From the entries below, tally how many lines contain "branch" and report only that figure.

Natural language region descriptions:
* * * *

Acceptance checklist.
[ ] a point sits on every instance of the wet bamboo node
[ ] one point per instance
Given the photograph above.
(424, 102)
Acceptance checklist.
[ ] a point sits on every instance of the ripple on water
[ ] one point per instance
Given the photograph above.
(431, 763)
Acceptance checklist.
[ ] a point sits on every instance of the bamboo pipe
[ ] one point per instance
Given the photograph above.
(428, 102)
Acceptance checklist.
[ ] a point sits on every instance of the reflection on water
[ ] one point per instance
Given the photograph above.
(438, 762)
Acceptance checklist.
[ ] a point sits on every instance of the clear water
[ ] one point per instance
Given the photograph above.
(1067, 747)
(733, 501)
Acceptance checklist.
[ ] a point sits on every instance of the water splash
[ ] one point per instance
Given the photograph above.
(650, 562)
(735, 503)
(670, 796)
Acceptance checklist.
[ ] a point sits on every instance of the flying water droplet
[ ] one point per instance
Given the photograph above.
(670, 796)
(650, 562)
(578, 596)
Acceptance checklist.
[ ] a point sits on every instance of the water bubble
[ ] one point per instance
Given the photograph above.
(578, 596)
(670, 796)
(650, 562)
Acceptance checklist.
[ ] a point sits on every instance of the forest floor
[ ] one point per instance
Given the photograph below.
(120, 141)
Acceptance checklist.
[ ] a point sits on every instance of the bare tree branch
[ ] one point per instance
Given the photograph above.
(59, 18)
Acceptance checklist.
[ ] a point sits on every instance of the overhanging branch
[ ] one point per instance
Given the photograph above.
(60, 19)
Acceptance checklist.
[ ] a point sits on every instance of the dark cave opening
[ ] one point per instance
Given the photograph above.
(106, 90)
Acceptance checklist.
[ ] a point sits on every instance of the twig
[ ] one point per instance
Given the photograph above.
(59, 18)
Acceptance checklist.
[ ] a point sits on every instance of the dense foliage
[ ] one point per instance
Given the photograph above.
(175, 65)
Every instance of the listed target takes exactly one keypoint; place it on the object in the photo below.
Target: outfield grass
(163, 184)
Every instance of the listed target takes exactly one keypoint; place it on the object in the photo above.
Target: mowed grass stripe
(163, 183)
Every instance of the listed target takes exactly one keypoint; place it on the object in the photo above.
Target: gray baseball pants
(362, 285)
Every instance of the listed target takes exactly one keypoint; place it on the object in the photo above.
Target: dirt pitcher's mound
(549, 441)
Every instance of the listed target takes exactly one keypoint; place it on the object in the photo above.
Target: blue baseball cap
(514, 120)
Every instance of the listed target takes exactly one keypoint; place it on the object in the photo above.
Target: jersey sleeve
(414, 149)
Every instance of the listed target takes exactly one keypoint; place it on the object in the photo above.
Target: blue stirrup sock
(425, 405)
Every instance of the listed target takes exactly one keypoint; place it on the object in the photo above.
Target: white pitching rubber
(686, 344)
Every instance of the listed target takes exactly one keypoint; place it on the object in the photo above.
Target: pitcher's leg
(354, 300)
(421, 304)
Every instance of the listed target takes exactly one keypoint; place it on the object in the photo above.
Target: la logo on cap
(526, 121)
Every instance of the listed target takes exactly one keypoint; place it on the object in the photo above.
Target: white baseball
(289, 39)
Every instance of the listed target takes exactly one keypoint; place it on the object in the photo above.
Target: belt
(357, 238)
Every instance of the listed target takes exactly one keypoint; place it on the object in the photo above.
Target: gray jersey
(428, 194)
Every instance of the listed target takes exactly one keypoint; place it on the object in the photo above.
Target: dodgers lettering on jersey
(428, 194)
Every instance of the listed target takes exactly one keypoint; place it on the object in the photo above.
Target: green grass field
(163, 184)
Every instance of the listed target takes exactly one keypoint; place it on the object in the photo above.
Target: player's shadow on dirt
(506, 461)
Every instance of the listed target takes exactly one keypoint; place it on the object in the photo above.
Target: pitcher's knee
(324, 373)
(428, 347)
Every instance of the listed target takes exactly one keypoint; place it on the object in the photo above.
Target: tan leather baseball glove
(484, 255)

* * * *

Written answer: 2